Exactly reproduce the lines beginning with the line that includes "Reviewer check: make sure each instance of the red" and ending with the last line of the data.

** begin **

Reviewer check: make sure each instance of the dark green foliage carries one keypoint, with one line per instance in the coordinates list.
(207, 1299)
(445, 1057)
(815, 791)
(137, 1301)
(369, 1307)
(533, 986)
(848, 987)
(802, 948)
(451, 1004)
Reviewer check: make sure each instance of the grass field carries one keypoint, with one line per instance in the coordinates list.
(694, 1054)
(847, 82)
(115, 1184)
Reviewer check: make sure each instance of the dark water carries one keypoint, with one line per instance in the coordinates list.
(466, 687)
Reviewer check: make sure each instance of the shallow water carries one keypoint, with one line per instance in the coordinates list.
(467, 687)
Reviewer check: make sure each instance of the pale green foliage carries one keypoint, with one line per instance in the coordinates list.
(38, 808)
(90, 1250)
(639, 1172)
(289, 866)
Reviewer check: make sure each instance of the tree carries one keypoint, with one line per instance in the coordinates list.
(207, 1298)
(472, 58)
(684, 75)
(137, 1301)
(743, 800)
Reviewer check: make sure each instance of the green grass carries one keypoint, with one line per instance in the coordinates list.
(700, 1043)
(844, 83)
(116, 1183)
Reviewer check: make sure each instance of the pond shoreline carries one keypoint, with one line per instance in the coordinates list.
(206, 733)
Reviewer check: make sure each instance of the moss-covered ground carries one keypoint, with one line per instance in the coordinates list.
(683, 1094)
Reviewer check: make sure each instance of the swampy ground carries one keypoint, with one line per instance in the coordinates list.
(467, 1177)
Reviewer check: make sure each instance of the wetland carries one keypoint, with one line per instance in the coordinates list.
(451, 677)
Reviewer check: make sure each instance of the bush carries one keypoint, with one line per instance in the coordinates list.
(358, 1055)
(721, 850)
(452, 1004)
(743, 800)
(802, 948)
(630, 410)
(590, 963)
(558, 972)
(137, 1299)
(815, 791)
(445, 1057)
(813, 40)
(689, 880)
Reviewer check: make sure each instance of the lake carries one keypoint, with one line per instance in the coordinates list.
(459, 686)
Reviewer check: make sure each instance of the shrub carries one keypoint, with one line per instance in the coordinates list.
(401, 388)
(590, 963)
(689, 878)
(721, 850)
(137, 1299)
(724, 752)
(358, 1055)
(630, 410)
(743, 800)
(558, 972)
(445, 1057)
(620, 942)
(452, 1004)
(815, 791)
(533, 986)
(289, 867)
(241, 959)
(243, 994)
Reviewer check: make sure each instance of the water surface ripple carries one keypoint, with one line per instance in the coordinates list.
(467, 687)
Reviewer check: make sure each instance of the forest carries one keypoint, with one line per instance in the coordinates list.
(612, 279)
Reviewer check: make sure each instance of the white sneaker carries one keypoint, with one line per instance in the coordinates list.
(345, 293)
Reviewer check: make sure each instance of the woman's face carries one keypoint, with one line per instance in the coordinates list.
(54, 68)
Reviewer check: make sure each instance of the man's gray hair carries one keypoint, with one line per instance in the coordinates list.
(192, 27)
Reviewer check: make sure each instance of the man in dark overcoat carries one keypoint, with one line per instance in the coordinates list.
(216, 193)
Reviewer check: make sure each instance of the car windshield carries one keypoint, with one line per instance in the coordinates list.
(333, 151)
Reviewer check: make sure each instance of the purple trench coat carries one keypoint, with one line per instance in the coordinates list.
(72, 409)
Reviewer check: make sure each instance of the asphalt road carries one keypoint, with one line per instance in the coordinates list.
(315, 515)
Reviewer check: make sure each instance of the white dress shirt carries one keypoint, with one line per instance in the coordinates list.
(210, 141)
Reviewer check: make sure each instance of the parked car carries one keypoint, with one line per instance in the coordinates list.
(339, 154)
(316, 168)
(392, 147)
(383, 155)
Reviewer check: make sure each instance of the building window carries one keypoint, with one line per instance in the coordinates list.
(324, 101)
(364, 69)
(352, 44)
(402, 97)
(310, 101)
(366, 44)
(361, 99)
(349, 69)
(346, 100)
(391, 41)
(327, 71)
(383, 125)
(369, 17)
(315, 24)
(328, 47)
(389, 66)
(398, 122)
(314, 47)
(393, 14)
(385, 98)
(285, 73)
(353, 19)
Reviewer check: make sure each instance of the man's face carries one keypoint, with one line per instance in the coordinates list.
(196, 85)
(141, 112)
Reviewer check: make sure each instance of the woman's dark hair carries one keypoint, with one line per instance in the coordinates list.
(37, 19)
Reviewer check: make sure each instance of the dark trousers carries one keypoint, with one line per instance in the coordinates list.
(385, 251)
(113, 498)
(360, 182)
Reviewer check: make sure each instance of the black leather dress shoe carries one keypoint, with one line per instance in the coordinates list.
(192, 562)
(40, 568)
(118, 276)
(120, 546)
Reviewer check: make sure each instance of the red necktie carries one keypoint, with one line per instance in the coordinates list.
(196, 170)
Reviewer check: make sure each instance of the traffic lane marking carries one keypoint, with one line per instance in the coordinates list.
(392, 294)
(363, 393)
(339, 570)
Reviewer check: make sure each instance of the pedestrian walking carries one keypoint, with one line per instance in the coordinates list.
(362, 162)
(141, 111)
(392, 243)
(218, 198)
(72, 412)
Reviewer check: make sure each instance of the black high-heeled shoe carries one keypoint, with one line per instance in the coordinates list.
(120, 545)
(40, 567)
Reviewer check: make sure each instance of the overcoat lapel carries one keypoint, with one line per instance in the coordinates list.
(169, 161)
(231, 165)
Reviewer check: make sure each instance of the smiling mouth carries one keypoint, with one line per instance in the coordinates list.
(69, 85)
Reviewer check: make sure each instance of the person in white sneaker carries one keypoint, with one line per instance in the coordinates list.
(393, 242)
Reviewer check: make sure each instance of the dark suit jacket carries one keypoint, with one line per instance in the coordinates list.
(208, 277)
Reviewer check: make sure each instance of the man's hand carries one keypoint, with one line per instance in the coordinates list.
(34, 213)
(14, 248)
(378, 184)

** end **

» FINAL RESULT
Reviewer check: make sure each instance of the red necktie carries one keypoint, with one line per instance in the coordinates list.
(196, 170)
Reviewer check: make sure each instance of the traffic lane marking carries one keypoint, with one line per instance in the coordinates list.
(392, 294)
(363, 393)
(339, 570)
Reviewer check: make sure each instance of the pedestrian walking carries one keypoint, with one line per instance in the coordinates list.
(362, 162)
(141, 111)
(392, 243)
(218, 198)
(72, 412)
Reviewer check: make sure each instance of the black high-heeled shoe carries one keypoint, with one line per instance in the coordinates list.
(120, 545)
(40, 567)
Reviewer check: make sure each instance of the overcoat lapel carries one keypoint, with one line per instance in the coordinates list.
(169, 161)
(231, 165)
Reviewer check: make sure each instance of the smiling mouth carries one keypoint, with one line per instance in the coordinates list.
(69, 85)
Reviewer check: make sure each instance of the person in white sneaker carries one keypoint, with one line per instance in the coordinates list.
(393, 242)
Reviewer check: make sure each instance of the dark suit jacket carries one keypoint, with one line per instance in the coordinates list.
(208, 277)
Reviewer check: make sure each instance of the man's hand carries one keypoint, with one line per instance in the coordinates list.
(34, 213)
(14, 248)
(378, 184)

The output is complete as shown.